Court of Appeals of Texas, Amarillo
Dec 30, 1988
764 S.W.2d 19 (Tex. App. 1988)

Summary

In Hall v. State, 764 S.W.2d 19 (Tex.App. — Amarillo 1988, no pet'n), the court held that the trial court erred in not permitting a videotape into evidence taken by an employee of the Texas Department of Human Services.

Summary of this case from Patmore v. State

Opinion

No. 07-88-0053-CR.

December 30, 1988.

Appeal from 320th Judicial District, Don Emerson, J.

Lonnie Markley, Amarillo, for appellant.

Jon R. Waggoner, Amarillo, for appellee.

Before REYNOLDS, C.J., and DODSON and BOYD, JJ.


By a two-paragraph indictment, appellant Vince Arthur Hall was accused of aggravated sexual assault upon three-year-old E__ M__ P__ by causing (1) contact of her sexual organ with his penis, and (2) the penetration of her anus. A jury found appellant guilty as charged in the indictment, and assessed his punishment at confinement in the Texas Department of Corrections for eighteen years.

In his appeal from that conviction, appellant presents seven points of error in which he contends: 1-2) the trial court erred in excluding the videotaped interview of the three-year-old complainant, made by the Department of Human Services (DHS) one day after the alleged offense; 3-4) the evidence is insufficient to prove either paragraph in appellant's indictment for aggravated

sexual assault; 5) the testimony of complainant's twelve-year-old cousin was hearsay and inadmissible because the State did not establish that the testimony met the "excited utterance" exception; and 6-7) articles 28.10 and 28.11 of the Code of Criminal Procedure are unconstitutional. We will reverse and remand.

GIVEN DATA:
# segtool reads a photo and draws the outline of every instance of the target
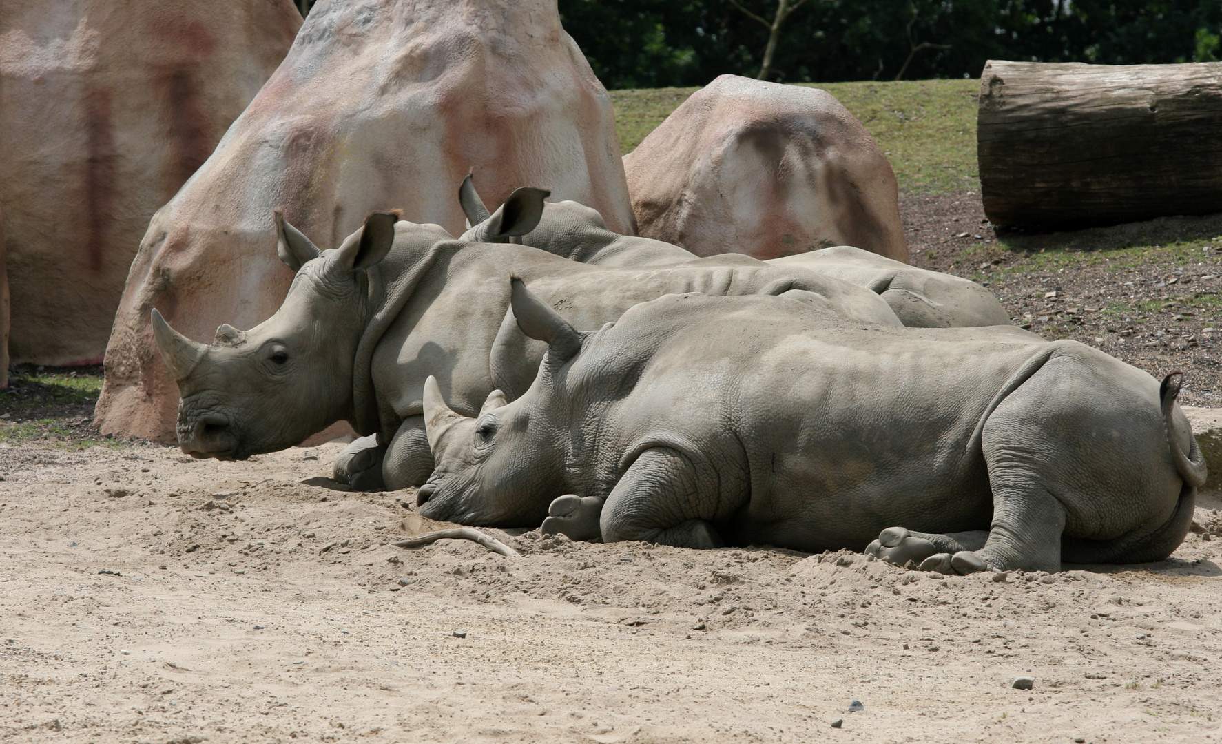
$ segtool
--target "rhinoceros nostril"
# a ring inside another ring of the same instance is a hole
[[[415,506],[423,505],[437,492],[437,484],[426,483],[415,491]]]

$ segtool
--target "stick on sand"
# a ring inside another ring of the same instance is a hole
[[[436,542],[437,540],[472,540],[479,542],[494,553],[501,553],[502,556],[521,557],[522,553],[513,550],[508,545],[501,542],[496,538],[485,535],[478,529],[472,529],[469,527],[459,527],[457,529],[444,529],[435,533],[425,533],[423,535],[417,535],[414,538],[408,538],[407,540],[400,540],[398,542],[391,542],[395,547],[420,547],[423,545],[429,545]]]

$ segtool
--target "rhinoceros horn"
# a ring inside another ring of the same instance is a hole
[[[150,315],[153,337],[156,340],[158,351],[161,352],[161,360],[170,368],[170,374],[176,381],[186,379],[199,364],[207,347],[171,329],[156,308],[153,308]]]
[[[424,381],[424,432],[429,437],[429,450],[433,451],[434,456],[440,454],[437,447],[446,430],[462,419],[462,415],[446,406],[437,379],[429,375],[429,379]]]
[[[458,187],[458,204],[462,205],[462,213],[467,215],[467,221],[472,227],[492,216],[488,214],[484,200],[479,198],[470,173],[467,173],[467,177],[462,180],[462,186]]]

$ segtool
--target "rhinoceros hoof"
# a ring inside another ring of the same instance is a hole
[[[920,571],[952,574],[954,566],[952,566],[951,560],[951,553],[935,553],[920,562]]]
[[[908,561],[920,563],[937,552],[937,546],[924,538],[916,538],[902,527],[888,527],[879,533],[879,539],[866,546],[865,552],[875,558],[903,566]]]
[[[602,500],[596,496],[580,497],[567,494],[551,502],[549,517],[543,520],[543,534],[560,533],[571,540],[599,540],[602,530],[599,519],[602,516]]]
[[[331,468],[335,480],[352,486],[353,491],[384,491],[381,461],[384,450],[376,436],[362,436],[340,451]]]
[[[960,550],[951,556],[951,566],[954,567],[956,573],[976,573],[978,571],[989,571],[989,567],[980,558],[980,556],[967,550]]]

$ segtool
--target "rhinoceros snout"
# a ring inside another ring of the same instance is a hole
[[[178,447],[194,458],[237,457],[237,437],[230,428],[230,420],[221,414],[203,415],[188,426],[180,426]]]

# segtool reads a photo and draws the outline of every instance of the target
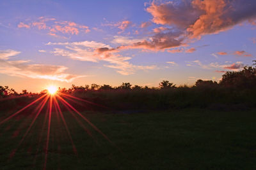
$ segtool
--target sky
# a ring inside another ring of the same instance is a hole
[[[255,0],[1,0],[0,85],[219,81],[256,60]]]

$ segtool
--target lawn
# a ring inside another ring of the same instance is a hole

EXERCISE INSTRUCTIONS:
Extract from the appeals court opinion, word for word, the passage that begins with "Jon R. Waggoner, Amarillo, for" and ends after "for eighteen years.".

SOLUTION BELOW:
Jon R. Waggoner, Amarillo, for appellee.

Before REYNOLDS, C.J., and DODSON and BOYD, JJ.


By a two-paragraph indictment, appellant Vince Arthur Hall was accused of aggravated sexual assault upon three-year-old E__ M__ P__ by causing (1) contact of her sexual organ with his penis, and (2) the penetration of her anus. A jury found appellant guilty as charged in the indictment, and assessed his punishment at confinement in the Texas Department of Corrections for eighteen years.